Data provided
--*--
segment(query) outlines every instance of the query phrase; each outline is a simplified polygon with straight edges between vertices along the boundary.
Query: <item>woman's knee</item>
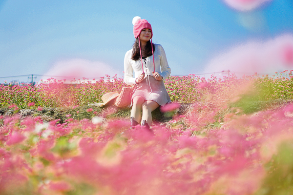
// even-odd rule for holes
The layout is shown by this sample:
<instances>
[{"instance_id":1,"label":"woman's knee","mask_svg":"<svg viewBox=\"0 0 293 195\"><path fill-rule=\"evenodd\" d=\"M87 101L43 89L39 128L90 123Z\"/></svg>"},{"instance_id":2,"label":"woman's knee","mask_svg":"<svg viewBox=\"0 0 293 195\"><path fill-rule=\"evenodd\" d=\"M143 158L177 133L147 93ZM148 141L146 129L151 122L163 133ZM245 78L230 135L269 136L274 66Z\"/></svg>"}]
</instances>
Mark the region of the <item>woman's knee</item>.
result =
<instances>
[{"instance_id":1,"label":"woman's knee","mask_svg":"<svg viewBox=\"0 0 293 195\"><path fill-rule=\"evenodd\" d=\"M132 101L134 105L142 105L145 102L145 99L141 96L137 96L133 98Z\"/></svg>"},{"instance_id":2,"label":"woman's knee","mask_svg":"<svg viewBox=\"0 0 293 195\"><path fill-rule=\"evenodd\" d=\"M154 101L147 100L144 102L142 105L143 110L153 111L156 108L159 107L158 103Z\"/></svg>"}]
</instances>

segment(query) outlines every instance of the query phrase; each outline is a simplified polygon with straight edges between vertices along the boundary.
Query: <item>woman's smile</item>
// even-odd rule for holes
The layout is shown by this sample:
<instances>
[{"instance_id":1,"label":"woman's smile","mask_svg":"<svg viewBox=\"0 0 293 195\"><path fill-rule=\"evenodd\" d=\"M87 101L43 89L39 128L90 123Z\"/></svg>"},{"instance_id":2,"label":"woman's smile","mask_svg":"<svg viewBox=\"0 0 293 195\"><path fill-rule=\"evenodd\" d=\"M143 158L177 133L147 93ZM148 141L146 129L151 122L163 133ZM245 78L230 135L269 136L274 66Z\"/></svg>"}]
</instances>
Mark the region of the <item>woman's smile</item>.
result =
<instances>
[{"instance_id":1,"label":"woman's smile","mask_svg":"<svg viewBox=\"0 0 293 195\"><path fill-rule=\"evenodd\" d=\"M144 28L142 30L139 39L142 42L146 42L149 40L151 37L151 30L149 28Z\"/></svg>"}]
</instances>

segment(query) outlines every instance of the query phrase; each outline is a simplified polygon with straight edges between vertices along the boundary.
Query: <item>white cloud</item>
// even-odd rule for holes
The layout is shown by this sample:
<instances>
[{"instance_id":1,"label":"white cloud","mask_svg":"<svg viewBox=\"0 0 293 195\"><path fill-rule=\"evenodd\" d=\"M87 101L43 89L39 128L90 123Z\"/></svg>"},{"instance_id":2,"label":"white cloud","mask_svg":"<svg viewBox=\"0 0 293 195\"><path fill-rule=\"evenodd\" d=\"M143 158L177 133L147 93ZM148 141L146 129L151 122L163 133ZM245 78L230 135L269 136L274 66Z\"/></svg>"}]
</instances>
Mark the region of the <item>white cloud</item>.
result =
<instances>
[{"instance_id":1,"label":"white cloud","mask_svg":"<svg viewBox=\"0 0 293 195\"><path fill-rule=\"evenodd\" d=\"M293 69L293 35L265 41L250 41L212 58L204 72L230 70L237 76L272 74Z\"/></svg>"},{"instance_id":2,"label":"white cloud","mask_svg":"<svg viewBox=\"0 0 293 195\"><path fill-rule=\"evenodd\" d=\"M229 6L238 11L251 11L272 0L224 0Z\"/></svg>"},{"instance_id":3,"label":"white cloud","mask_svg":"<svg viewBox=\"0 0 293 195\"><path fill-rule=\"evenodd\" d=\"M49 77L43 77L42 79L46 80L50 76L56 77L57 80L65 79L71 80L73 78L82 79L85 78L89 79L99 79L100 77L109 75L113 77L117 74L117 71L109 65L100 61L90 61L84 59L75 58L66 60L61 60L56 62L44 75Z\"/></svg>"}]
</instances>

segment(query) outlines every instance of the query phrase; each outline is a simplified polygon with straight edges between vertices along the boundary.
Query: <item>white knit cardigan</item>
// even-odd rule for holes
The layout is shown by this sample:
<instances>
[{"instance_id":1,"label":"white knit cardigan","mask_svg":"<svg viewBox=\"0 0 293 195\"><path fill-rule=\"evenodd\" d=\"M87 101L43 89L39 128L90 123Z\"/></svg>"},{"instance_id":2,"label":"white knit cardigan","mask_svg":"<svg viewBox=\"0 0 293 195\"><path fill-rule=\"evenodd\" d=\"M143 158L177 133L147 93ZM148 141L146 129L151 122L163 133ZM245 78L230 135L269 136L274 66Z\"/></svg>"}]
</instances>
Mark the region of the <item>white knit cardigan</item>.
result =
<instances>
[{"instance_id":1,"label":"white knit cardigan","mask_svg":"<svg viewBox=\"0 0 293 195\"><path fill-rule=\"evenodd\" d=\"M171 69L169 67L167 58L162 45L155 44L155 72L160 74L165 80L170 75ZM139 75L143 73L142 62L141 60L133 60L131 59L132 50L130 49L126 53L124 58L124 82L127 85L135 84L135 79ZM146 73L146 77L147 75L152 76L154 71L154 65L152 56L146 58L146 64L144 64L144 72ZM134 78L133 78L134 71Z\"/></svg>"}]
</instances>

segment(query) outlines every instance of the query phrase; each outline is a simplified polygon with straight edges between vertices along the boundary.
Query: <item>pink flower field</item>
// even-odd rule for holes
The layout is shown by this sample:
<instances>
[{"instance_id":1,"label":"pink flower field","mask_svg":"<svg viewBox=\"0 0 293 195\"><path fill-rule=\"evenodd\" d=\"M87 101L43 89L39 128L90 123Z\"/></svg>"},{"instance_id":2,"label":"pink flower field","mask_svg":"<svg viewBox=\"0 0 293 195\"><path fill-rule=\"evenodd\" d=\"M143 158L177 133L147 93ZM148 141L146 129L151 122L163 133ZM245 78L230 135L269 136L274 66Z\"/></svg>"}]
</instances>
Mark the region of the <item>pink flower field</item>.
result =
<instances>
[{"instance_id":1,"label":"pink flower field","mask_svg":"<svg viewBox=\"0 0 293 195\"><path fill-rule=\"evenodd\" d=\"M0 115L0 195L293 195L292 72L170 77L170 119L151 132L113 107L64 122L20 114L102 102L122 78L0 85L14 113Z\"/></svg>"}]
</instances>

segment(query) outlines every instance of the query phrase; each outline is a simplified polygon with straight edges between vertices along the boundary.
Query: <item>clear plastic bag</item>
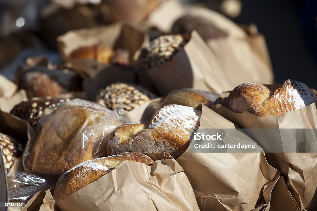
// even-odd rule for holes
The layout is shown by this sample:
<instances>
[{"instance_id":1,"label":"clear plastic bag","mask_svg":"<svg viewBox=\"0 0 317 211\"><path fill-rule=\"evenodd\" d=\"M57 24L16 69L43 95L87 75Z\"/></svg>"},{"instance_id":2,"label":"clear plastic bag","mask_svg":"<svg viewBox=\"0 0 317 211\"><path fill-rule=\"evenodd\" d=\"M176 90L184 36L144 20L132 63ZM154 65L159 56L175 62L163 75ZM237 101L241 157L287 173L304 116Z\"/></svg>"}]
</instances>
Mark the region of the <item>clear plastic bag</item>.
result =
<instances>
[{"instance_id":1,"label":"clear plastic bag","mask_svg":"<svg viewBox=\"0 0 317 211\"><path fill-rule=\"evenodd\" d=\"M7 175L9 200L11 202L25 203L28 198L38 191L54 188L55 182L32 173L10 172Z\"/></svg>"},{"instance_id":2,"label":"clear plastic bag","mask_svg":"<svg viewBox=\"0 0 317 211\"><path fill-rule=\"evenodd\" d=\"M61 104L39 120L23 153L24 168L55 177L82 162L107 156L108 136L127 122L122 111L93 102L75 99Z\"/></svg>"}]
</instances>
--*--
What to work on
Identify each line in the data that contains the string "cardigan".

The response
Query: <item>white knit cardigan</item>
[{"instance_id":1,"label":"white knit cardigan","mask_svg":"<svg viewBox=\"0 0 293 195\"><path fill-rule=\"evenodd\" d=\"M87 101L43 89L39 128L90 123Z\"/></svg>"},{"instance_id":2,"label":"white knit cardigan","mask_svg":"<svg viewBox=\"0 0 293 195\"><path fill-rule=\"evenodd\" d=\"M143 158L177 133L147 93ZM148 141L146 129L151 122L163 133ZM245 78L230 135L269 136L274 66Z\"/></svg>"}]
Mark the region of the <item>white knit cardigan</item>.
[{"instance_id":1,"label":"white knit cardigan","mask_svg":"<svg viewBox=\"0 0 293 195\"><path fill-rule=\"evenodd\" d=\"M171 69L169 67L167 58L162 45L155 44L155 72L160 74L165 80L170 75ZM139 75L143 73L142 62L141 60L133 60L131 59L132 50L130 49L126 53L124 58L124 82L127 85L135 84L135 79ZM146 73L146 77L147 75L152 76L154 71L154 65L152 56L146 58L146 64L144 64L144 72ZM134 78L133 78L134 71Z\"/></svg>"}]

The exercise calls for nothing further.